_PAGE:_
Data Model : Wikipedia

Data modeling is the process of creating a visual representation of either a whole information system or parts of it to communicate connections between data points and structures. The goal is to illustrate the types of data used and stored within the system, the relationships among these data types, the ways the data can be grouped and organized and its formats and attributes.

IBM : Data Modelling

Observations

  • Data modelling and data models are foundational to all information systems.
  • Data modelling brings a deeper understanding to data.
  • A data model assists reasoning about, and managing data.
  • Well modelled data greatly increase the data’s value.
  • Properly modelling data upfront sets the data-intensive project up for success.
  • Failing to properly model data early on in the project introduces a lot of risk and unknowns - data debt.
  • Per definition, a data model has a fixed scope and can only model so much, and this is acceptable and even desirable since it narrows focus to what is really important.

Profiling raw data

The most important task in any data modelling project is profiling the data in order to develop a sufficient understanding to drive the modelling. Without a sufficiently complete comprehension of the data, it is impossible to model the data effectively. Profiling the data involves extensively exploring the data’s schema, types, typical values, relationships and identifying unique keys. This is most often performed through querying raw data using SQL, Pyspark, Excel or any other tool that allows for rapid querying. Although you might be so fortunate to have other documentation at your disposal explaining the data, you still need to query it to verify all assertions.

Give yourself enough time to properly and thoroughly understand your raw data! You will not regret the time spent.

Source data

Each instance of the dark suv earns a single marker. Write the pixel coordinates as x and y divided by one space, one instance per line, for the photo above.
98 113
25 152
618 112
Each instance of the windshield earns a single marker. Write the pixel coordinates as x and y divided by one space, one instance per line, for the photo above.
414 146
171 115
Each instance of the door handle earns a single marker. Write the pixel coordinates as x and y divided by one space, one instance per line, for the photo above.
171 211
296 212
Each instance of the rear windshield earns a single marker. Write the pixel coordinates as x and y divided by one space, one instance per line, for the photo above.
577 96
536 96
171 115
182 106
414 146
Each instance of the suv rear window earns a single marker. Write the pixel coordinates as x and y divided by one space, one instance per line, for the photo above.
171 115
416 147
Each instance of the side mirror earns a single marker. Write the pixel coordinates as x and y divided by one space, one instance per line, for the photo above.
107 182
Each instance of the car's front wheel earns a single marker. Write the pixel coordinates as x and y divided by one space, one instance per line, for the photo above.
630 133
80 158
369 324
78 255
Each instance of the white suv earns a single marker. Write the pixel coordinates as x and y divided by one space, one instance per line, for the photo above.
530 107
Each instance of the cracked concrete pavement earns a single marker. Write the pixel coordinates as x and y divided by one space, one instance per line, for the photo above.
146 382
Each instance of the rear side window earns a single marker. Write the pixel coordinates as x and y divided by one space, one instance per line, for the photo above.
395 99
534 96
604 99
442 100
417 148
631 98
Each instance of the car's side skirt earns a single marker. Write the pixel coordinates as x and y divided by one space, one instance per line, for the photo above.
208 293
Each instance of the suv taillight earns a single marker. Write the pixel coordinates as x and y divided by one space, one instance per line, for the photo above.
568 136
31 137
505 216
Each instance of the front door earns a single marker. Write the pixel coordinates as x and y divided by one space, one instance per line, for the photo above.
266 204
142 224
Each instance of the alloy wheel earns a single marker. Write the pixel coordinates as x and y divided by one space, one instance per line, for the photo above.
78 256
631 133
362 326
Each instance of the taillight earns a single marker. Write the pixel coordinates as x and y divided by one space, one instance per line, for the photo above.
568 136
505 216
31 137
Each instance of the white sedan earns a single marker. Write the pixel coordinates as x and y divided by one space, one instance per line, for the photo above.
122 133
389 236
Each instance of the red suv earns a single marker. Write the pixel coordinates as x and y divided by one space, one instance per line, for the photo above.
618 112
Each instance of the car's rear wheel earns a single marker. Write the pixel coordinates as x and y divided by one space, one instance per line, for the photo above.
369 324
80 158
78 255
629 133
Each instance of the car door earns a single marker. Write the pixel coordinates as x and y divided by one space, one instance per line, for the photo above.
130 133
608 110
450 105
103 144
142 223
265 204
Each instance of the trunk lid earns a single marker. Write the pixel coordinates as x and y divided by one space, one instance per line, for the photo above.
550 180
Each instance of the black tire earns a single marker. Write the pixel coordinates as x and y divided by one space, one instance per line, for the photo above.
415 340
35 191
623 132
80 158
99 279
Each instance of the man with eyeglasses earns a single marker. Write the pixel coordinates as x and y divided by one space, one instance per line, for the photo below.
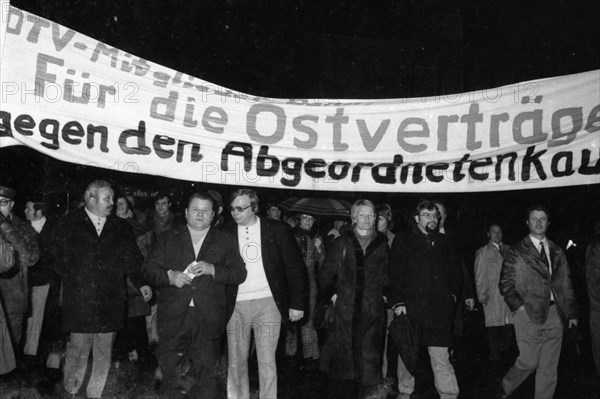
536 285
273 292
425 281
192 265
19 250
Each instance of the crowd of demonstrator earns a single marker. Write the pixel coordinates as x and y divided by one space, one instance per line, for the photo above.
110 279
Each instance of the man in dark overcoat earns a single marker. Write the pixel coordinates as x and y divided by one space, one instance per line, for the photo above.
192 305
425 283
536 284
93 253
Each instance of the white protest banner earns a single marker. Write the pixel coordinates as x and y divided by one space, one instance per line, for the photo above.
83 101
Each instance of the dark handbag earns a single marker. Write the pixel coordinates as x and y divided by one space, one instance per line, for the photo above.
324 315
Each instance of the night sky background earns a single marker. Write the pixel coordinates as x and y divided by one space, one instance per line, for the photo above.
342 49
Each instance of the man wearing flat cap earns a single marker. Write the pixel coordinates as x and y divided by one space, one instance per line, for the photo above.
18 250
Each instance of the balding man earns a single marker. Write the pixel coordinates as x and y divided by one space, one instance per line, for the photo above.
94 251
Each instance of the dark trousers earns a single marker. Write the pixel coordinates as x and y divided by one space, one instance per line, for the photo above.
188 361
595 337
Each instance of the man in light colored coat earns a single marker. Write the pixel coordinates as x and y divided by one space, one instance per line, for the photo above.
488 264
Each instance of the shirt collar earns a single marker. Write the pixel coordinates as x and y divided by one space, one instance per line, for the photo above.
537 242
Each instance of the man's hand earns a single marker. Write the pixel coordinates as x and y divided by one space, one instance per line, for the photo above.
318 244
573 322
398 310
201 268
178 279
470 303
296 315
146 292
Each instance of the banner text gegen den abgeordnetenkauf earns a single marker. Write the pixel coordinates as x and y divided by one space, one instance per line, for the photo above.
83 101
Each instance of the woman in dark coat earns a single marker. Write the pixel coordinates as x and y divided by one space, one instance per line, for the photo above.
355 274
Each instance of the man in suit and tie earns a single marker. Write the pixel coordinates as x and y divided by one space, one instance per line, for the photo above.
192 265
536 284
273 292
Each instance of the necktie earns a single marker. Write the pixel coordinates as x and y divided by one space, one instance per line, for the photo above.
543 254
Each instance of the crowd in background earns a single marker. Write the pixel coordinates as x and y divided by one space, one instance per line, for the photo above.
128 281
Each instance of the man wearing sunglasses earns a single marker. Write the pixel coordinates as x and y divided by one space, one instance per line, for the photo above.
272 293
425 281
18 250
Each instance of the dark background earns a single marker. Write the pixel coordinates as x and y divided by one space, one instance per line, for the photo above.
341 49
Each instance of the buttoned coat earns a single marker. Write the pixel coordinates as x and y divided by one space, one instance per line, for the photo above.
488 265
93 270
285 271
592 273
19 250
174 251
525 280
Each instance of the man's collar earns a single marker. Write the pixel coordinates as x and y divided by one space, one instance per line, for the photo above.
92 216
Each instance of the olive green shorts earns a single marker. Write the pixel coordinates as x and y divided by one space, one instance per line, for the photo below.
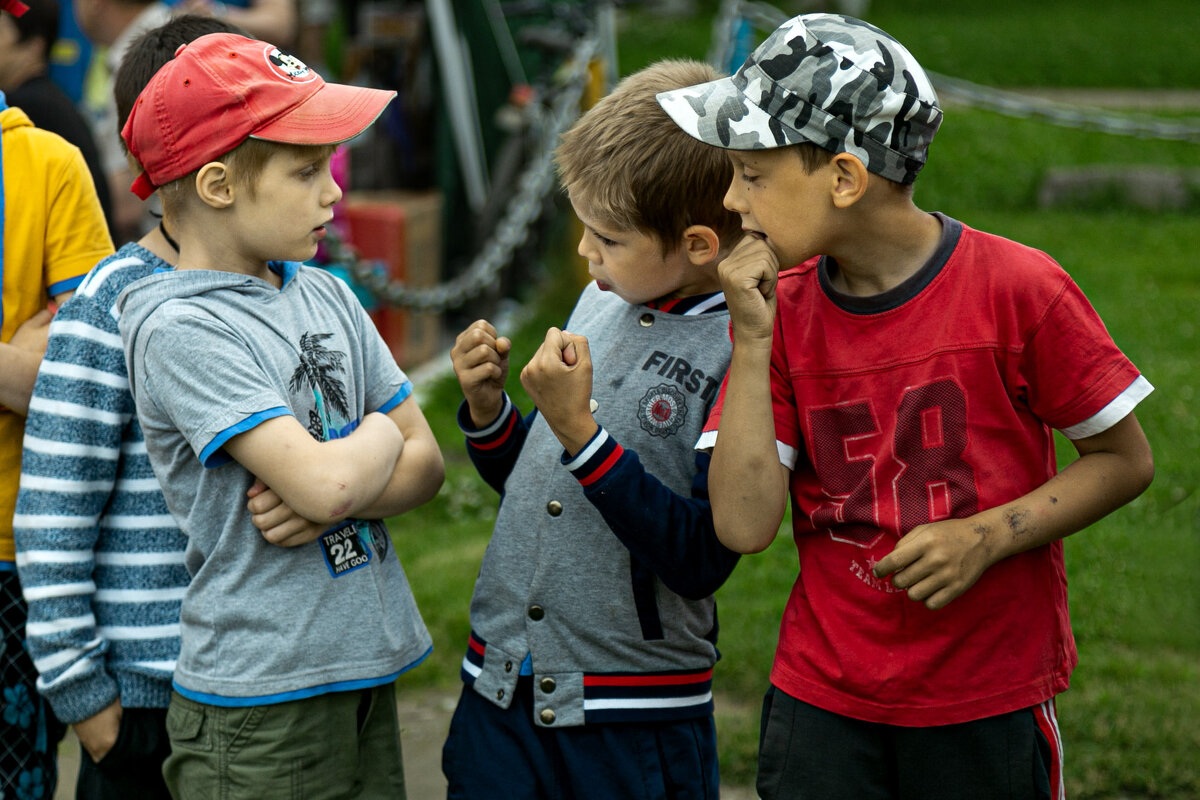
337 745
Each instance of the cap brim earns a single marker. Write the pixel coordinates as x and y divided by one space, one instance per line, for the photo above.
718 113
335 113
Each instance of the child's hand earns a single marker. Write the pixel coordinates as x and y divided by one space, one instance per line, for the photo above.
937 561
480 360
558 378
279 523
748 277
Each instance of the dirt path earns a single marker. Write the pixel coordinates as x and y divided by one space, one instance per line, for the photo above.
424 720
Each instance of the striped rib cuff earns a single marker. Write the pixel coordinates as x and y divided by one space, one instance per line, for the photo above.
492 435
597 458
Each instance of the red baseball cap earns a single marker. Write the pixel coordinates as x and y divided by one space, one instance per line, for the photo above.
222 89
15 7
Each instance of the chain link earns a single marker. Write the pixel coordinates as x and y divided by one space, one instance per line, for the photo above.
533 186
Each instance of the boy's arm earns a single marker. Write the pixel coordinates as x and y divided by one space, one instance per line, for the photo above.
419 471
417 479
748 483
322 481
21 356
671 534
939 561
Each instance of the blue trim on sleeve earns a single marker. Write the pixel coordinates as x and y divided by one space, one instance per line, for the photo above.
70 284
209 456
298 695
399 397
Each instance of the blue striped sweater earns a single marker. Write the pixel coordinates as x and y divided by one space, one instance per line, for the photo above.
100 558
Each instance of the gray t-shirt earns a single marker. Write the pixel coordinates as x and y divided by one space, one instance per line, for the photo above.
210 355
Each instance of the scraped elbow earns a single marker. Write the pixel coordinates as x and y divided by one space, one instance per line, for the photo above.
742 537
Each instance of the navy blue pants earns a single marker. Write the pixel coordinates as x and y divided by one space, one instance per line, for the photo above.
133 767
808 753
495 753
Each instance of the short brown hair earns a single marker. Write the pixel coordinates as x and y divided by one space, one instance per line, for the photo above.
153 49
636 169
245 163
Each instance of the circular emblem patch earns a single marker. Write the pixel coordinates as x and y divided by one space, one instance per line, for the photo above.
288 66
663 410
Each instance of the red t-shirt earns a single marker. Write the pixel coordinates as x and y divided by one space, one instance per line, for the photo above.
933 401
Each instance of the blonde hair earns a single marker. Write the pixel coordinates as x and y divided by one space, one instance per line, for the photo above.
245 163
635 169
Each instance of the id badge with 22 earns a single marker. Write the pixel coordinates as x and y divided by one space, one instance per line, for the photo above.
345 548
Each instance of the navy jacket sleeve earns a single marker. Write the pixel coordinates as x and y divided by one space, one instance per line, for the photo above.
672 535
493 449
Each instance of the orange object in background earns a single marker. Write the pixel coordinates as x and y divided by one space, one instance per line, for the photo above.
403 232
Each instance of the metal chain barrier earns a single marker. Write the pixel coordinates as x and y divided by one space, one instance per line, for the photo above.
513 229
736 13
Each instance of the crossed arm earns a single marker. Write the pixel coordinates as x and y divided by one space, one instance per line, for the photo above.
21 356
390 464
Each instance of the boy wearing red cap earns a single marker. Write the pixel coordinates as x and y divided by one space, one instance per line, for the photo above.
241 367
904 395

* * *

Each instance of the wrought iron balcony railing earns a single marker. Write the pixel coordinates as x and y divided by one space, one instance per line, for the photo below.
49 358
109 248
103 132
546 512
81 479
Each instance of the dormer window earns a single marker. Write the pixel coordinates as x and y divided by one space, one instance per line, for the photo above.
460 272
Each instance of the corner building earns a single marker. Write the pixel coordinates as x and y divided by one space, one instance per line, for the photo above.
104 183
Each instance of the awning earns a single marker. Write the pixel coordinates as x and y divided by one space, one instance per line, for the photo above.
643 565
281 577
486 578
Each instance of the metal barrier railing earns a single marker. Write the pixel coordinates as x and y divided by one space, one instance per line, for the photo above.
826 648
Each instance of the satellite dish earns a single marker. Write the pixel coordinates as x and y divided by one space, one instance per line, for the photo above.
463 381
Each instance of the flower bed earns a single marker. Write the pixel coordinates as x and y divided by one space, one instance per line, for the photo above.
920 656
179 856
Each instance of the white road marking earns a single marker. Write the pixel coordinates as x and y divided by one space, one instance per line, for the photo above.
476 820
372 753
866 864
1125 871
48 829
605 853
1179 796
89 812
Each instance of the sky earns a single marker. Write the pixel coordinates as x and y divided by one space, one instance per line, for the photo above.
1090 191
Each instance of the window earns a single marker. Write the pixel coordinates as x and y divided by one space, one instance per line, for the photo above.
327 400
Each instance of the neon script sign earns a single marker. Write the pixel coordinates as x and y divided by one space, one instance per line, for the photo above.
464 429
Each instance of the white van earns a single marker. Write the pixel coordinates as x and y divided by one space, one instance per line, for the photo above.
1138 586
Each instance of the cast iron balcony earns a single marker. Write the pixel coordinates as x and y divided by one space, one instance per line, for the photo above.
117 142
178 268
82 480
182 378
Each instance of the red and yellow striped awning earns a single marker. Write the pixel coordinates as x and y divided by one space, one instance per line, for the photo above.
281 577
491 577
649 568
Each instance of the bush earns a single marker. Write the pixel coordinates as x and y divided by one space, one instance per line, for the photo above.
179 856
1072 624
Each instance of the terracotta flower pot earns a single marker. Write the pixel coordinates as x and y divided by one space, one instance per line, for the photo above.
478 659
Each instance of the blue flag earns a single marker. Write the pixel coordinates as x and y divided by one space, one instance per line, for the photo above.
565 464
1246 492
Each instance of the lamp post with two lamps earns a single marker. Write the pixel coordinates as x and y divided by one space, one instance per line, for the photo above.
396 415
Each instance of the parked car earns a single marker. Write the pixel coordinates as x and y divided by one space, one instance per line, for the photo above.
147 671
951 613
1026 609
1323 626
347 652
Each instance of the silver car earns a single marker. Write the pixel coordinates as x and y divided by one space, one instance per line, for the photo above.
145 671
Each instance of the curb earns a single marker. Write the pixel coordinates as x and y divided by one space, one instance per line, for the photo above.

_PROBLEMS AND TASKS:_
1 – Answer these questions using the data modelling page:
(a) What does data modeling create to communicate connections between data points and structures?
(b) What term does the page give to the risk and unknowns that come from failing to model data properly early in a project?
(c) Which tools does the page name for querying raw data during profiling?
2 – Rewrite the data modelling page from "IBM : Data Modelling" to "understanding to data.", swapping "understanding" for "comprehension".
3 – Write the next part of the data modelling page, starting after its last sentence.
The records were taken from a separate source.

_ANSWERS TO THE TASKS:_
1 –
(a) It creates a visual representation of either a whole information system or parts of it.
(b) Data debt.
(c) SQL, Pyspark, Excel or any other tool that allows for rapid querying.

2 –
IBM : Data Modelling

Observations

  • Data modelling and data models are foundational to all information systems.
  • Data modelling brings a deeper comprehension to data.

3 –
About Data Vault

Essentially, a “data vault” is a layer between raw data and purpose built data warehouses. We have these challenges to overcome:

  • we do not want to tamper with raw data because our tampering might be faulty, yet we want to be able to easily revisit raw data
  • reprocessing everything from raw source is too complicated and expensive
  • we want to keep track of changes in the data (CDC) in a storage technology independant manner
  • we want to capture and encode what we have found out structurally about our raw data so that everyone else can benefit from this understanding
  • because we ingest frequently we want to optimise for fast, cheap and scalable insert

Peter ter Braake, in his book “Data Modeling for Azure Data Services” puts it this way:

The general idea is to build a layer between the data’s origin, the line-of-business applications, and its analytical use in a dimensionally modeled data mart that is optimized for specific usage. The data warehouse is the layer that should be stable over time. When processes or legislation change, the data itself does not, so the data warehouse should not. In that way, you create a repository to store historical data. The repository, the data warehouse, should be optimized for the long-term storage of historical data. It should be flexible in that when new types of data are introduced, new data should be easy to add to the data warehouse. By now, we know that when you optimize any type of database for a certain use case, it probably is not optimized to do something else. A Data Vault data warehouse is optimized for the long-term, flexible storing of historical data. It will, most of the time, show really bad query performance for the types of queries that we write to create reports. It is not made for using the data at all.

  • Data vault modelling is well suited for OLAP ingest, but poorly suited for any kind of querying.
  • A data vault needs to be augmented with business / data marts: mini data warehouses in the Inmon and Kimball tradition.
  • A data vault is agile and can evolve:
    • You do not have to specify it all upfront, but can develop and extend it as time goes on.
  • It is not a Data Lake, although you could implement a Data Vault using Data Lake technology.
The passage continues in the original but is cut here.